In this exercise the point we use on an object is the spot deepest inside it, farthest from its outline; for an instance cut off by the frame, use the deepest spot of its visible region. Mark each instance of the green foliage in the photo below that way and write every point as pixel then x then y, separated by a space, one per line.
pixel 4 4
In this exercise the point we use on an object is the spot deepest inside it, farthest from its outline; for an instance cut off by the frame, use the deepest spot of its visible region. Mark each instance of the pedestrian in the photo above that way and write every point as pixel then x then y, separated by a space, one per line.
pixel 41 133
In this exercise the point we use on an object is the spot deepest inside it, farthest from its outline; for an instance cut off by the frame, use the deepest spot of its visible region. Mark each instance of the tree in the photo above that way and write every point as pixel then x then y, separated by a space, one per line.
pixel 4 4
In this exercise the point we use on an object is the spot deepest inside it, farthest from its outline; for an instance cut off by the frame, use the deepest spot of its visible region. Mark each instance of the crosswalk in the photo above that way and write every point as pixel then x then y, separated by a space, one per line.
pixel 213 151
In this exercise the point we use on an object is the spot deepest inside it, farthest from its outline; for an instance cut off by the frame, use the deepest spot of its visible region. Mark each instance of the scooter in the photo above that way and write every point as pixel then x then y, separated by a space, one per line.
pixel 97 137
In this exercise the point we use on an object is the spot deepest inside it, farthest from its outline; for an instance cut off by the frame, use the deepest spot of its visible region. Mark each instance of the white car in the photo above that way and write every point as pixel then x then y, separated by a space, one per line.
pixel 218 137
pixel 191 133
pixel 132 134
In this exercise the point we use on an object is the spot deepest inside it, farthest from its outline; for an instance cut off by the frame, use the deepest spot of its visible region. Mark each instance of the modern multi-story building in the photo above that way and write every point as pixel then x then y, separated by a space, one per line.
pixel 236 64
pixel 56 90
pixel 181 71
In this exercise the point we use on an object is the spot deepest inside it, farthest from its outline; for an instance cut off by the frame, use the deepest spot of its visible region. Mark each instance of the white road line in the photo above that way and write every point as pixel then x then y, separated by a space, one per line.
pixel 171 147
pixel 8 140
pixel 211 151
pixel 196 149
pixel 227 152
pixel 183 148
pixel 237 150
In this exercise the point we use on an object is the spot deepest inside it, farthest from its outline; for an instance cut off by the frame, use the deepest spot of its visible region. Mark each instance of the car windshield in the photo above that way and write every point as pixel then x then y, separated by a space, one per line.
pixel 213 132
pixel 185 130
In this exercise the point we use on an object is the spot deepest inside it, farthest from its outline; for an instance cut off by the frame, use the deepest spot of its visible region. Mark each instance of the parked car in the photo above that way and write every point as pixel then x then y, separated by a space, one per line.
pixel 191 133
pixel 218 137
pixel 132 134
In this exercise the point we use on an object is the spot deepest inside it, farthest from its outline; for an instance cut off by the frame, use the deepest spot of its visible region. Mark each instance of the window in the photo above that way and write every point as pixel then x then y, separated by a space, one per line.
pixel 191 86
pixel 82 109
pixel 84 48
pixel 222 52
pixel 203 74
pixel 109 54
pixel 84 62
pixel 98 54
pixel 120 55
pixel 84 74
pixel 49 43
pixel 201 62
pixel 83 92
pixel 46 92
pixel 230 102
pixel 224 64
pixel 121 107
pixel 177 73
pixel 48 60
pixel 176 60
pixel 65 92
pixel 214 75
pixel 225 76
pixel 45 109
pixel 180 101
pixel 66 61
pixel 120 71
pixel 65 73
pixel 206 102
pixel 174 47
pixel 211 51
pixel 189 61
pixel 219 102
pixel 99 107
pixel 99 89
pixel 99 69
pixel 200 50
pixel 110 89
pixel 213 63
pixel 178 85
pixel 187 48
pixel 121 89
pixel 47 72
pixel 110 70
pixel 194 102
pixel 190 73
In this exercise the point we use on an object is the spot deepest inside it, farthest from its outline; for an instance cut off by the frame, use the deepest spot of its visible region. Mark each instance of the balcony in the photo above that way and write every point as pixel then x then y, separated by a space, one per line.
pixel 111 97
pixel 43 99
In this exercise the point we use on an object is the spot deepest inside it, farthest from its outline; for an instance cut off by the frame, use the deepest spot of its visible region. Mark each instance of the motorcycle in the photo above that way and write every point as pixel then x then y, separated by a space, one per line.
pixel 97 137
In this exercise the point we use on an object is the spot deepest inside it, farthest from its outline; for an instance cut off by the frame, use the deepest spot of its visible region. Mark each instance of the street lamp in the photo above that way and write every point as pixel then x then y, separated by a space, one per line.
····················
▸ What is needed: Please retype the data, matching it exactly.

▸ Answer box:
In this exercise the point we use on an object is the spot deepest inside it, farthest from its outline; for an instance cut off by the frame, use the deepest spot of its visible region. Mark each instance of the green foliage in the photo below that way and write every point as pixel then x then y, separated by a space, one per line.
pixel 4 4
In this exercise the point we use on an object is the spot deepest inside it, farthest from its outline; for an instance cut off by the frame, use the deepest spot of its visible region. Mark each instance of the pedestrian in the photo above that way and write every point as pixel then x then y, separated by a space, one per line.
pixel 41 133
In this exercise the point we use on an object is the spot deepest inside it, farthest from its outline; for an instance cut off by the frame, use the deepest spot of its visible region. Mark each instance of the tree in the photo above that way and write every point as pixel then x then y, separated by a space, one per line.
pixel 4 4
In this exercise the point we use on an object is the spot deepest inside it, farthest from its outline; for an instance cut off by the frame, use the deepest spot of its visible region. Mark each instance of the crosswalk in the photo above that way and write every point as pixel then x then y, separated by a space, one per line.
pixel 213 151
In this exercise the point we use on an object is the spot deepest inside it, farthest from its outline; for an instance cut off by the frame, use the deepest spot of its visible region. Mark each instance of the scooter in the photo above that way and write every point as pixel then x then y, separated by a space, one per line.
pixel 97 137
In this exercise the point we use on an object is the spot deepest inside it, farthest from its outline; for an instance cut off by the frame, use the deepest spot of its visible region. Mark each instance of the white car in the photo above that way and write every point as pixel then x then y, separated by a space, one per line.
pixel 218 137
pixel 191 133
pixel 132 134
In this exercise the point we use on an object is the spot deepest inside it, farthest from its outline; for an instance cut off by the frame, use the deepest spot of its visible region. Mark each instance of the modern multi-story building in the photo above that way and write every point as pixel then x then y, separated by a space, one per line.
pixel 236 64
pixel 56 90
pixel 181 71
In this exercise the point we use on an object is the spot deepest inside it, farthest from its outline; for an instance cut off by the frame, use the deepest spot of its visible region. Mark each instance of the white road line in the photo above that way and write every point as pixel then x then y, separated by a space, one per line.
pixel 171 147
pixel 8 140
pixel 211 151
pixel 196 149
pixel 227 152
pixel 183 148
pixel 237 150
In this exercise the point we use on an object is the spot deepest inside it, farthest from its outline; for an instance cut off by the frame, use the deepest spot of its visible region. Mark each instance of the car windshield in the photo above that way and write every point as pixel then x then y, separated by a space, one per line.
pixel 213 132
pixel 185 130
In this exercise the point we use on an object is the spot deepest inside it, farthest from its outline; for an instance cut off by the frame, use the deepest spot of its visible region. Mark each instance of the parked car in the photo above that way and write every point as pixel then x then y, separated by a space, one per line.
pixel 191 133
pixel 218 137
pixel 132 134
In this exercise the point we use on an object is the spot deepest inside it, farthest from its outline; for an instance cut off by the frame, use the deepest spot of its visible region. Mark each instance of the window in the photo above that way and write every point as pixel then x then y, separated by a space, one per line.
pixel 191 86
pixel 82 109
pixel 84 48
pixel 222 52
pixel 203 74
pixel 109 54
pixel 84 62
pixel 98 54
pixel 120 55
pixel 84 74
pixel 49 43
pixel 201 62
pixel 83 92
pixel 46 92
pixel 230 102
pixel 224 64
pixel 121 107
pixel 177 73
pixel 48 60
pixel 176 60
pixel 65 92
pixel 214 75
pixel 225 76
pixel 45 109
pixel 180 101
pixel 66 61
pixel 120 71
pixel 65 73
pixel 206 102
pixel 174 47
pixel 211 51
pixel 189 61
pixel 219 102
pixel 99 107
pixel 99 89
pixel 99 69
pixel 200 50
pixel 110 89
pixel 213 63
pixel 178 85
pixel 187 48
pixel 121 89
pixel 47 72
pixel 110 70
pixel 194 102
pixel 190 73
In this exercise the point we use on an object is the spot deepest inside it, farthest from its outline; for an instance cut off by the frame, use the deepest spot of its visible region. Mark each instance of the balcony in the photo above that way and write every point as pixel then x then y, separated by a space, one per line.
pixel 111 97
pixel 43 99
In this exercise the point we use on an object is the spot deepest inside it, farthest from its outline; for an instance cut off by the frame, use the deepest spot of its visible region. Mark each instance of the motorcycle in the photo above that way and write every point as pixel then x then y, separated by a space, one per line.
pixel 97 137
In this exercise the point we use on an object is the spot deepest inside it, farthest from its outline; for an instance cut off by the frame, use the deepest spot of its visible region. Mark each instance of the street lamp in the photo above that way and write every point as pixel then x then y, separated by a space, one per line.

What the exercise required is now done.